### [What to work on]
Each line of the material should be output exactly as shown.
══ Exercise inputs ══
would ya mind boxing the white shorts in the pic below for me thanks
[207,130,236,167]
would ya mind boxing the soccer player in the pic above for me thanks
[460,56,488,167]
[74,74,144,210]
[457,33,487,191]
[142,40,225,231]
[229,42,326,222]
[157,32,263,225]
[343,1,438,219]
═══
### [Reply to the task]
would ya mind boxing the white shorts in the pic below for me thanks
[207,130,236,167]
would ya mind boxing the soccer player in the pic above for me thanks
[460,56,488,167]
[74,74,144,210]
[457,33,487,191]
[142,40,225,231]
[229,42,326,222]
[157,32,263,225]
[343,1,438,219]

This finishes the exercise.